> [Your objective]
What numerical figures appear in the passage on human trafficking? List each one along with what it measures.

┌─ Passage

When this issue is discussed, we often think of sexual slavery. However, there are other types of exploitation of human suffering which, though they may be more insidious and are almost invisible, are no less tragic. My honourable colleague from Montreal mentioned the case of a woman who was a victim of trafficking because of organ theft.
While any estimate of the number of victims of human trafficking is questionable because of the clandestine nature of this phenomenon, there may be as many as 2.5 million victims of human trafficking worldwide. It is estimated that traffickers profit by about $10 billion US every year. This gives an idea of the magnitude of the current situation.
The figures for Europe, compiled by the United Nations Office on Drugs and Crime, are horrifying.
According to the report, trafficking of human beings is the most lucrative illegal activity in Europe. The UN estimates that crime groups derive profits of over $2.5 billion by organizing forced labour and sexual exploitation of human beings.

└─
┌─ Source material

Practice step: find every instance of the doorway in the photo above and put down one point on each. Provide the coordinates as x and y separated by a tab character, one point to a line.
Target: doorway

└─

> [Output for this task]
- 2.5 million: the possible number of victims of human trafficking worldwide
- $10 billion US: the estimated profit traffickers make every year
- $2.5 billion: the profit that, according to UN estimates, crime groups make from organizing forced labour and sexual exploitation of human beings